- **REQUIREMENTS**
Rewrite all of the data below as a numbered list, one entry per line, and omit any blank lines.

========

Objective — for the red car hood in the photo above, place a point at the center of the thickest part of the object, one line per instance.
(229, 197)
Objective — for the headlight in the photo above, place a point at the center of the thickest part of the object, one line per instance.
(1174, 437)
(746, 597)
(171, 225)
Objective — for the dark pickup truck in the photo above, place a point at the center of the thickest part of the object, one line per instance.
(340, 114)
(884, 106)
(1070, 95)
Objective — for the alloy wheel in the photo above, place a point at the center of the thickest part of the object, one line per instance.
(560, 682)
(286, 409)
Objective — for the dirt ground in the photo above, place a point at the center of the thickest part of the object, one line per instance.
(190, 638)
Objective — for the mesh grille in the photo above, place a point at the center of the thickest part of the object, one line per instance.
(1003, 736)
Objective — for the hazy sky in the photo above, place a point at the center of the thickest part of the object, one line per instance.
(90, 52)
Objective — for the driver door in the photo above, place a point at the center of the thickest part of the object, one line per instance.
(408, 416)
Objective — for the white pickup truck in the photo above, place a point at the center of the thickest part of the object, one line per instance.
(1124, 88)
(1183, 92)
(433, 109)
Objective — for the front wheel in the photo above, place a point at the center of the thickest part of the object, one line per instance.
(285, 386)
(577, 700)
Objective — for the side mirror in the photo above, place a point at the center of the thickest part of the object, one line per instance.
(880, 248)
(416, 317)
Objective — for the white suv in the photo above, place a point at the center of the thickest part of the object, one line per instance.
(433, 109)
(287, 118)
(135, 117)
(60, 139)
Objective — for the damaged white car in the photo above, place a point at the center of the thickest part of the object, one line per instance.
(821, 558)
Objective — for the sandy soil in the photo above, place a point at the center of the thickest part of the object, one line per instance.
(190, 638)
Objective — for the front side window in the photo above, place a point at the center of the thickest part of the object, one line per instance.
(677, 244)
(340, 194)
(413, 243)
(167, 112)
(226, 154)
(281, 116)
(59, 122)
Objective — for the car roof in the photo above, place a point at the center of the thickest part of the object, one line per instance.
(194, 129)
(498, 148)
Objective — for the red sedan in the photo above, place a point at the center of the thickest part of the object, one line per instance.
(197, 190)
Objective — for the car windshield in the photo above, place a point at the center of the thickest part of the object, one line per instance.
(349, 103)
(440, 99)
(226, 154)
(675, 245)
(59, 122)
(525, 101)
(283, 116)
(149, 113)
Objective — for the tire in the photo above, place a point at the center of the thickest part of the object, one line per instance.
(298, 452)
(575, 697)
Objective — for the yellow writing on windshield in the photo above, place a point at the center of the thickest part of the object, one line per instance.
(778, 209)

========

- **OUTPUT FOR THIS EXERCISE**
1. Objective — for the red car hood in the photo above, place a point at the center of the thickest part of the object, one line per instance.
2. (229, 197)
3. Objective — for the headlight in the photo above, place a point at the center of the thickest part of the object, one line per instance.
4. (1174, 437)
5. (746, 597)
6. (171, 225)
7. Objective — for the dark pickup truck in the photo above, place a point at the center of the thickest part of the object, one line per instance.
8. (340, 114)
9. (884, 106)
10. (1070, 95)
11. Objective — for the alloy wheel in the photo above, place a point at the center of the thickest part of the object, one line per instance.
12. (560, 682)
13. (286, 409)
14. Objective — for the dirt ground in the photo above, place a point at the center of the thickest part of the object, one line per instance.
15. (190, 638)
16. Objective — for the mesh grille in the photo above, place a point at the center of the thickest part of the object, one line per instance.
17. (1003, 736)
18. Objective — for the hazy sky in the photo above, place a point at the center of the thickest part of the object, one line per instance.
19. (90, 52)
20. Objective — for the driver door in the photo above, place a point at the center of the thickest part of the object, one line per instance.
21. (408, 416)
22. Objective — for the white pickup truck in the photo above, place a point at the center of the thickest part of the object, one line per instance.
23. (1124, 88)
24. (1183, 92)
25. (433, 109)
26. Objective — for the front wheel in the photo above, place a point at the center of the thickest part of the object, one line per instance.
27. (285, 386)
28. (577, 700)
29. Objective — for the side mirror in the photo above, place a point at the center of the thickest part of the object, one line per instance.
30. (880, 248)
31. (416, 317)
32. Objective — for the white suv in the photo above, place a point at the center of the thickest part of the object, one line per instance.
33. (433, 109)
34. (287, 118)
35. (135, 117)
36. (60, 139)
37. Objective — for the damaged white car in the photo above, place a point at the center of the thickest part of the object, one line per instance.
38. (821, 558)
39. Objective — for the sandy soil in the photo above, place a point at the center of the thickest part of the object, one line per instance.
40. (190, 638)
41. Objective — for the front side window in the photo above, place a point at the center of the thickest part of the object, one line per instance.
42. (677, 244)
43. (340, 194)
44. (413, 243)
45. (167, 112)
46. (226, 154)
47. (281, 116)
48. (59, 122)
49. Objective — for the car roof in the photo above, place a point at the center of the thickest part of the object, one line per instance.
50. (194, 129)
51. (498, 148)
52. Objective — for the red sedan in the photo above, place a point at the center of the thickest part of the object, one line per instance.
53. (197, 190)
54. Objective — for the car windshield in the photo above, place a point at the center of the thickest part of the object, one line per instance.
55. (349, 103)
56. (440, 99)
57. (226, 154)
58. (675, 245)
59. (59, 122)
60. (525, 101)
61. (283, 116)
62. (149, 113)
63. Objective — for the tire in the photo above, place a point at the center of the thickest part of the object, one line per instance.
64. (298, 452)
65. (575, 697)
66. Objective — for the yellow writing on windshield in the photo above, place a point at the center of the thickest part of the object, one line per instance.
67. (778, 209)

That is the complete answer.